**Tamamlanacak Çalışmalar**.
**1)** Metne göre şu ifadeler doğru mu: (a) Kapalı sistemde dış çevre ile alışveriş bulunmaz; (b) Bir sistem, açık ya da kapalı olmasına bakılmaksızın geri besleme alır; (c) Açık sistemde dış çevreden alınan girdi süreç içinde dönüşür ve mal/hizmet olarak bir çıktı oluşur. Her birine evet ya da hayır diye karşılık verin ve kararınızı belirleyen sözleri metinden değiştirmeden alıntılayın.
**2)** Metnin "B-) Parça-Bütün uyumu" sözlerinden "kesin sınırlara sahiptir." sözlerine kadar olan bölümünü hiç değiştirmeden yeniden yazın.

== Metin

B-) Parça-Bütün uyumu nasıl sağlanmaktadır?
C-) Sistemin var olma ve kendini gerçekleştirme amacı nedir?
“C” maddesindeki soru, sistemi tanımlamak adına sorabileceğimiz en önemli sorudur. Çünkü sistem ve sistemi oluşturan parçalar bir organizasyonu gerçekleştirmek için bir arada bulunmaktadır. Organizasyon esası oluşturur ve alt sistemleri içerir. Tüm organizasyonu anlayabilmemiz için de sistemin özelliklerine bakmamız gerekir. Sistemin özellikleri:
A-) Açık veya kapalı olabilir.
B-) Faaliyet gösterdiği bir çevreye sahiptir.
C-) Esneklik gösterse de kesin sınırlara sahiptir.
D-) Sistemi etkileyen “Entropi” görülür.
E-) Her sistemin alt sistemleri vardır.
F-) Sistem dengesini koruma özelliği taşır.
G-) Sistem açık ise geri besleme alır.
H-) Büyürler ve gelişirler.
Özelliklere göre açıklamamız gereken kavramlardan biri olan Açık Sistem; dış çevre ile arasında oluşan alışverişi temsil ederken Kapalı Sistem’de bu tarz bir alışveriş bulunmamaktadır. Açık Sistem’de; dış çevreden girdi alınır, süreç içerisinde bu girdi dönüşür ve mal/hizmet olarak bir çıktı oluşur. Eğer ki bir organizasyondan/sistemden bahsedilirken çalışma alanı içerisinde sadece yapısı veya işlevlerinden bahsediliyorsa ancak yapıyı etkileyen dış çevreden bahsedilmiyorsa bu sistem kapalı bir sistem olarak ele alınmaktadır. Bu da dış çevreden gelebilecek unsurları dikkate almamak veya yok saymak demektir. Bu tür kapalı sistemlerde çevre ile olumlu/olumsuz bir alışveriş olmadığı için sistem duruncaya kadar faaliyet göstermeye devam eder. Diğer bir kavram olan Entropi ise şöyle tanımlanabilir: “Bazen sistemde bozukluklar olabilir ve bu durum sistemi durdurmaya kadar gidebilir. Bu kavrama göre bir sistemde faaliyetlerin bozulması, dengenin kaybolması, karmaşıklık ve aksamaların belirlenmesi sonunda sistemin faaliyetlerinin durması yönünde bir eğilim vardır. İşte “Entropi” bu eğilimi ifade eder” (Koçel, 1982, s. 105).

====
== Kaynak Malzeme

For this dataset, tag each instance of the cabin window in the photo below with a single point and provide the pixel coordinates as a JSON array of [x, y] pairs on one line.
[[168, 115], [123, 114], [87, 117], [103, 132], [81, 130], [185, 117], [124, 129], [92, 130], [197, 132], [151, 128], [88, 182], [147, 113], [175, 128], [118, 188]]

====

**Problem Çözümleri**.
**1)**
(a) Evet: "Kapalı Sistem’de bu tarz bir alışveriş bulunmamaktadır"
(b) Hayır: "Sistem açık ise geri besleme alır."
(c) Evet: "dış çevreden girdi alınır, süreç içerisinde bu girdi dönüşür ve mal/hizmet olarak bir çıktı oluşur"

**2)**
B-) Parça-Bütün uyumu nasıl sağlanmaktadır?
C-) Sistemin var olma ve kendini gerçekleştirme amacı nedir?
“C” maddesindeki soru, sistemi tanımlamak adına sorabileceğimiz en önemli sorudur. Çünkü sistem ve sistemi oluşturan parçalar bir organizasyonu gerçekleştirmek için bir arada bulunmaktadır. Organizasyon esası oluşturur ve alt sistemleri içerir. Tüm organizasyonu anlayabilmemiz için de sistemin özelliklerine bakmamız gerekir. Sistemin özellikleri:
A-) Açık veya kapalı olabilir.
B-) Faaliyet gösterdiği bir çevreye sahiptir.
C-) Esneklik gösterse de kesin sınırlara sahiptir.